以下の項目をすべて、一字一句変えずにそのまま出力せよ。

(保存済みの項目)
────
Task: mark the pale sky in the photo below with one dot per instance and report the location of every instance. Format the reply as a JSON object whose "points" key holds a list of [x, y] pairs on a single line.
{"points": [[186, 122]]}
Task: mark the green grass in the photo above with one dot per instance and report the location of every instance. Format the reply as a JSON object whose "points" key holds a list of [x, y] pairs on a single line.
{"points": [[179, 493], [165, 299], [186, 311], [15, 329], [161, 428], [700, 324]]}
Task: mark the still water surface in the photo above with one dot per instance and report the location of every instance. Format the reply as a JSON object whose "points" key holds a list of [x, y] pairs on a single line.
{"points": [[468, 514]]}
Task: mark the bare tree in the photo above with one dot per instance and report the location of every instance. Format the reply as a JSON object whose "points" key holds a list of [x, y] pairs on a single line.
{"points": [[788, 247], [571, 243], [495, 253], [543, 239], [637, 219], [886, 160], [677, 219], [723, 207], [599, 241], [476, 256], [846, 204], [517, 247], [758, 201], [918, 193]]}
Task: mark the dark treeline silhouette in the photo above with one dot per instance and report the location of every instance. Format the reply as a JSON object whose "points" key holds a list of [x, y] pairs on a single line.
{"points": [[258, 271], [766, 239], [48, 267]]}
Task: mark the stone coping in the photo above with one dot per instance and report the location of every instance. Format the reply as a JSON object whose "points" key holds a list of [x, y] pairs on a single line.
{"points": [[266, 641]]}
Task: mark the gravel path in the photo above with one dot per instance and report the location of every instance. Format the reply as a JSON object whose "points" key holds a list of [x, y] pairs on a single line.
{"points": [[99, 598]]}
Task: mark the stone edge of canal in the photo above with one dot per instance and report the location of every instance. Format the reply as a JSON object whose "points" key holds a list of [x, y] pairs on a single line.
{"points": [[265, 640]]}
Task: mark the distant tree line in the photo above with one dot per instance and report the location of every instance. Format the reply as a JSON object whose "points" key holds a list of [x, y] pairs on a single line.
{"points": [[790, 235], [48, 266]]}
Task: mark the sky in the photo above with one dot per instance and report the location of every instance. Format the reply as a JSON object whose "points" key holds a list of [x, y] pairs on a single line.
────
◆ 解答全文
Task: mark the pale sky in the photo below with one dot per instance and report the location of every instance. Format the reply as a JSON object whose "points" key holds a list of [x, y] pairs on a single line.
{"points": [[186, 122]]}
Task: mark the green grass in the photo above with one dot per instance and report the location of every instance. Format the reply as a JSON object whose "points" key holds a list of [x, y] pairs on a single line.
{"points": [[179, 493], [165, 299], [186, 311], [15, 329], [161, 428], [700, 324]]}
Task: mark the still water surface in the photo above with one dot per instance and report the location of every instance. Format the reply as a JSON object whose "points" key holds a list of [x, y] pairs on a single line.
{"points": [[468, 514]]}
Task: mark the bare tree in the photo above with one dot per instance and report the location of every instance. Format the reply as a JSON object whose "points" key holds a list of [x, y] pairs on a single line.
{"points": [[788, 247], [571, 243], [495, 253], [543, 239], [637, 219], [886, 160], [677, 219], [723, 207], [599, 241], [476, 256], [846, 204], [517, 247], [758, 201], [918, 193]]}
Task: mark the dark treeline silhouette in the photo above with one dot per instance and report the location of every instance. Format the reply as a JSON object whose "points" key holds a list of [x, y] pairs on a single line.
{"points": [[258, 271], [766, 239], [48, 267]]}
Task: mark the stone coping in the photo above with one dot per instance and report the location of every instance. Format the reply as a JSON object whose "points" key holds a list of [x, y] pairs on a single line.
{"points": [[266, 641]]}
Task: mark the gravel path in the photo above with one dot per instance and report the location of every instance. Format the reply as a JSON object whose "points" key holds a list of [x, y] pairs on a single line.
{"points": [[99, 598]]}
Task: mark the stone edge of canal in the photo above with one dot per instance and report the location of every instance. Format the reply as a JSON object whose "points" key holds a list of [x, y] pairs on a single line.
{"points": [[265, 640]]}
Task: mark the distant tree line in the photo above with one dot per instance and report the location of every instance. Format the reply as a JSON object whose "points" key holds a list of [x, y] pairs on a single line.
{"points": [[790, 235], [48, 266]]}
Task: mark the sky in the photo above with one dot per instance and report the location of every instance. Format the reply as a JSON object whose "points" key holds a list of [x, y] pairs on a single line.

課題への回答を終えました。